TASK OBJECTIVE:
No record may be omitted; give all of them again exactly.

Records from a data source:
============
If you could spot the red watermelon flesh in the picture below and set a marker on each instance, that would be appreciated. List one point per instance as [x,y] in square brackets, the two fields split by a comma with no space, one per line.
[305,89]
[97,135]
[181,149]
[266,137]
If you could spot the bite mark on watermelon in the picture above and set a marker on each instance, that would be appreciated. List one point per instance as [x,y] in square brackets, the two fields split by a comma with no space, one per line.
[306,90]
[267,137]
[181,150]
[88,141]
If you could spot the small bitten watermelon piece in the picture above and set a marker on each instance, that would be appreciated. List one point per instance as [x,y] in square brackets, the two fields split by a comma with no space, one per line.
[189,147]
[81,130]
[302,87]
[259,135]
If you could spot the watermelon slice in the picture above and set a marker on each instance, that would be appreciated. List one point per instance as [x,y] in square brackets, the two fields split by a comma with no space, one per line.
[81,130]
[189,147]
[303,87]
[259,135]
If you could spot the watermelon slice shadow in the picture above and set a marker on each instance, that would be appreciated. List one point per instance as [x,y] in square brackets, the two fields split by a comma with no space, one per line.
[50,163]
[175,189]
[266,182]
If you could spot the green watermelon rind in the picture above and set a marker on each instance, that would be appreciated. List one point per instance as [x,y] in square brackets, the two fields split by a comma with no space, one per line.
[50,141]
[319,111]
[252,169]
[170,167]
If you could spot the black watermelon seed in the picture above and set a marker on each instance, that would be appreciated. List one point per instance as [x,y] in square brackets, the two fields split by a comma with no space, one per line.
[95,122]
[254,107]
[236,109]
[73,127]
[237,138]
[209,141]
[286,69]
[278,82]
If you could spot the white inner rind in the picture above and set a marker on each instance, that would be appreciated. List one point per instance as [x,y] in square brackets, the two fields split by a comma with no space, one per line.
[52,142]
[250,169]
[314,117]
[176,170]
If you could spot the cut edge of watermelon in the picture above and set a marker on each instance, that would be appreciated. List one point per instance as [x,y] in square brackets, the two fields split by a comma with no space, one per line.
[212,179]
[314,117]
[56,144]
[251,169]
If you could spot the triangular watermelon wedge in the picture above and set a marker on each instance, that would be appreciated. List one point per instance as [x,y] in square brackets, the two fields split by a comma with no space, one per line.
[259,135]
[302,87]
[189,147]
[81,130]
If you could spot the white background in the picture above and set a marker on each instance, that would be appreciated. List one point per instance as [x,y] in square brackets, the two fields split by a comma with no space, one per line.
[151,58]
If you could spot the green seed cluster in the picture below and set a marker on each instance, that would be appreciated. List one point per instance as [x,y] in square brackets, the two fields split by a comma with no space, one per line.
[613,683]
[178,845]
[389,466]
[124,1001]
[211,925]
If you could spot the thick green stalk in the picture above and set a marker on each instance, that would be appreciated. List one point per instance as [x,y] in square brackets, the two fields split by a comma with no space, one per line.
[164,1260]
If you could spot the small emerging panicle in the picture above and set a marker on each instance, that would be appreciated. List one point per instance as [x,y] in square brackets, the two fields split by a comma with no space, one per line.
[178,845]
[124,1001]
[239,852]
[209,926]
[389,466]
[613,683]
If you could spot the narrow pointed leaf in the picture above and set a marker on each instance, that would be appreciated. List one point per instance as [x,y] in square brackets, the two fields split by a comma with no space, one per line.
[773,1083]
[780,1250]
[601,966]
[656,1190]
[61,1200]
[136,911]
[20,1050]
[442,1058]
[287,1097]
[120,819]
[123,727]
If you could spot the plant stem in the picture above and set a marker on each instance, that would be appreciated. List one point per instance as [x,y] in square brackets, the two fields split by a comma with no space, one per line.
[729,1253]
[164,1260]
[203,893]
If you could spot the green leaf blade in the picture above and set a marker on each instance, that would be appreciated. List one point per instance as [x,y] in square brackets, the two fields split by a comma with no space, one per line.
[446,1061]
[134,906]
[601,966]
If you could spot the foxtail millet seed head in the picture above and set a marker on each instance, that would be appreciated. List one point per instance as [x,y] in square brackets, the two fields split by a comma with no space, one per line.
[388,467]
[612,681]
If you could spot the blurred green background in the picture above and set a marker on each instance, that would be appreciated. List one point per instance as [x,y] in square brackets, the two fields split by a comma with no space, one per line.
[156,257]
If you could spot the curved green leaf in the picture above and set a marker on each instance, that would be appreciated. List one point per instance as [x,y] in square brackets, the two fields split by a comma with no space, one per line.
============
SOLUTION TO THIS EXERCISE:
If you could spot the red watermelon flesh in the picture below and set a marker on each instance, that would be appreciated. List one point per instance as [x,y] in square brackets, the two fields split by a comma with no space, one per line.
[305,89]
[97,135]
[181,149]
[266,137]
If you could spot the bite mark on watermelon in the picture above and set a marker on each instance, that would be appreciated. List one point per instance as [x,y] in square brackets, the two fields split by a comma with no space, one per line.
[306,90]
[267,137]
[181,150]
[88,141]
If you could spot the small bitten watermelon piece in the picture above and set a marker on each instance, that would be appreciated. List one point per instance as [x,y] in square brackets, the two fields split by a comma with no space, one per line.
[189,147]
[81,130]
[302,87]
[259,135]
If you could spot the watermelon slice in the picture above and set a marker on each instance, that would be appreciated. List one point per instance as [x,y] in square brackets, the two fields split by a comma with no space, one per line.
[81,130]
[189,147]
[303,87]
[259,135]
If you could spot the watermelon slice shadow in the picture above and set a marker on each instance, that would be appreciated. List one point per instance as [x,y] in square brackets, the two fields split by a comma with no space, one per line.
[50,163]
[175,189]
[266,182]
If you could spot the green watermelon rind in the picture above and set a marker on each instance, that would be appreciated. List one point per instance as [x,y] in square brackets, the two fields split by a comma with no space, one per line.
[50,141]
[319,111]
[252,169]
[170,167]
If you could spot the black watermelon seed in the picture above and set a marker on each instance, that would be appreciated. List one point per instance as [x,y] in square brackets, the two fields split by a comma with no space, one per line.
[95,122]
[254,107]
[236,109]
[73,127]
[237,138]
[209,141]
[286,69]
[278,82]
If you could spot the white inner rind in the picture above and set a marker on each instance, that would be appreciated. List one point per instance as [x,y] in square brackets, the two fields split by a comma with no space, one per line.
[52,142]
[250,169]
[314,117]
[176,170]
If you could spot the cut edge of watermelon in the picture above and set a marker on each instance, that would be appreciated. List one point per instance as [x,y] in square brackets, the two fields split by a comma with no space, one per line.
[212,179]
[314,117]
[56,144]
[251,169]
If you could spot the triangular watermelon wedge in the picture above and set a marker on each instance, that would be appreciated. List one point per instance as [x,y] in square brackets, the two fields split by a comma with no space, one per line.
[259,135]
[302,87]
[189,147]
[81,130]
If you could spot the white background in the picture above and set a marker on each instance, that would be appreciated. List one point per instance as [x,y] in square brackets, the two fields split by a comma with no space, one per line.
[151,58]
If you could spot the green seed cluster in the picture below and set a marker on each instance, that would be appreciated. List one point per instance as [x,y] in square brackets, the two fields split by a comma with no space, one per line.
[613,683]
[178,845]
[389,466]
[124,1001]
[211,925]
If you could spot the thick green stalk in the picture above and set a marker on each instance, that would be appreciated. List one point per instance as [x,y] in square brackets, the two fields split by a comma with no space, one per line.
[164,1260]
If you could spot the small emerging panicle in the picture above and set a marker on each instance, that would be appreciated. List one point per instance as [x,y] in square brackets, the two fields split by a comma with no space, one per line.
[178,845]
[124,1001]
[239,852]
[209,926]
[389,466]
[613,683]
If you could spot the narrow pointed leaf in the picture above and set a marker on each instance, that would be appreciated. List one point per instance as [x,y] in square brackets, the two fields split by a comma with no space, one per line.
[773,1083]
[780,1250]
[601,966]
[656,1190]
[61,1200]
[136,911]
[20,1050]
[442,1058]
[287,1097]
[120,819]
[123,727]
If you could spot the plant stem in the picture above and set a marker on each instance, that would be appreciated. List one point per instance as [x,y] in square brackets, the two fields split by a comma with no space, one per line.
[729,1253]
[164,1260]
[203,893]
If you could spot the green leaf blade in the picture above and set a marker on each instance, that would be appreciated. List one point per instance as [x,y] in square brackets, the two fields split by a comma with no space, one per line.
[446,1061]
[134,906]
[601,966]
If you could spot the foxtail millet seed head in the picture above and set a marker on each instance, that would be appreciated. List one point per instance as [x,y] in square brackets, the two fields split by a comma with no space, one per line.
[388,467]
[612,681]
If you could spot the blurred green background in the picture above and set a marker on each instance, that would be appreciated. List one point per instance as [x,y] in square brackets, the two fields split by a comma with no space, one per line.
[156,257]
If you could spot the curved green leaf in the picture above and set a marker on each instance, that would be appreciated. List one point per instance as [x,y] in square brackets, the two fields split by a comma with no space, one per line.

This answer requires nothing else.